## TEXT
<<<<
Take Advantage of Each Block in try/except/else/finally#

Finally Blocks#

Use try...finally when you want exceptions to propagate up but you also want to run cleanup code when exceptions occur.

handle = open('/tmp/random_data.txt')  # May raise IOError
try:
    data = handle.read()  # May raise UnicodeDecodeError
finally:
    handle.close()        # Always runs after try:

Else Blocks#

When the try block doesn’t raise an exception, the else block will run.
The else block helps you minimize the amount of code in the try block and improves readability

def load_json_key(data, key): try: result_dict = json.loads(data) # May raise ValueError except ValueError as e: raise KeyError from e else: return result_dict[key]

If decoding is successful the result key is returned if there is a KeyError that propagtes up to the caller

Everything together Try…Except…Else…Finally#

UNDEFINED = object()

def divide_json(path):
    handle = open(path, 'r+')   # May raise IOError
    try:
        data = handle.read()    # May raise UnicodeDecodeError
        op = json.loads(data)   # May raise ValueError
        value = (op['numerator'] / op['denominator'])
        # May raise ZeroDivisionError
    except ZeroDivisionError as e:
        return UNDEFINED
    else:
        op['result'] = value
        result = json.dumps(op)
        handle.seek(0)
>>>>
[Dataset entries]
<<<<
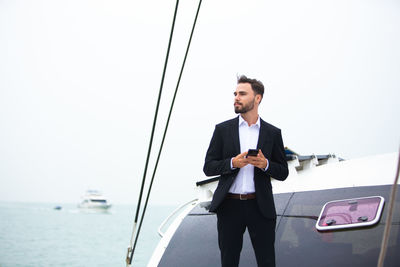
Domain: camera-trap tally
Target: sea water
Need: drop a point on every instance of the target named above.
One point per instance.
(36, 234)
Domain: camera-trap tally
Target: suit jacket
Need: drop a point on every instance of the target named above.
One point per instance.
(225, 145)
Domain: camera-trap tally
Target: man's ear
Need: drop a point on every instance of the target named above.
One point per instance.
(258, 98)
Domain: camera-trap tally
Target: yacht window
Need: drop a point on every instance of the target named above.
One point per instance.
(349, 213)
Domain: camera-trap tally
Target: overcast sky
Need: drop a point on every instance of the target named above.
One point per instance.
(79, 81)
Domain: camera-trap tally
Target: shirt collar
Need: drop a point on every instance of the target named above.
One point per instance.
(241, 121)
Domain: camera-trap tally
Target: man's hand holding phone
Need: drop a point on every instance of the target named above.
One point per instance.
(256, 158)
(253, 156)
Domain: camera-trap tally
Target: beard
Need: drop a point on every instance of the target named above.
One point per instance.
>>>>
## WHAT YOU WILL DO
Transcribe the Python exception-handling text in full, keeping every word and symbol unchanged. These rows were taken from a separate source.

## EXERCISE OUTPUT
Take Advantage of Each Block in try/except/else/finally#

Finally Blocks#

Use try...finally when you want exceptions to propagate up but you also want to run cleanup code when exceptions occur.

handle = open('/tmp/random_data.txt')  # May raise IOError
try:
    data = handle.read()  # May raise UnicodeDecodeError
finally:
    handle.close()        # Always runs after try:

Else Blocks#

When the try block doesn’t raise an exception, the else block will run.
The else block helps you minimize the amount of code in the try block and improves readability

def load_json_key(data, key): try: result_dict = json.loads(data) # May raise ValueError except ValueError as e: raise KeyError from e else: return result_dict[key]

If decoding is successful the result key is returned if there is a KeyError that propagtes up to the caller

Everything together Try…Except…Else…Finally#

UNDEFINED = object()

def divide_json(path):
    handle = open(path, 'r+')   # May raise IOError
    try:
        data = handle.read()    # May raise UnicodeDecodeError
        op = json.loads(data)   # May raise ValueError
        value = (op['numerator'] / op['denominator'])
        # May raise ZeroDivisionError
    except ZeroDivisionError as e:
        return UNDEFINED
    else:
        op['result'] = value
        result = json.dumps(op)
        handle.seek(0)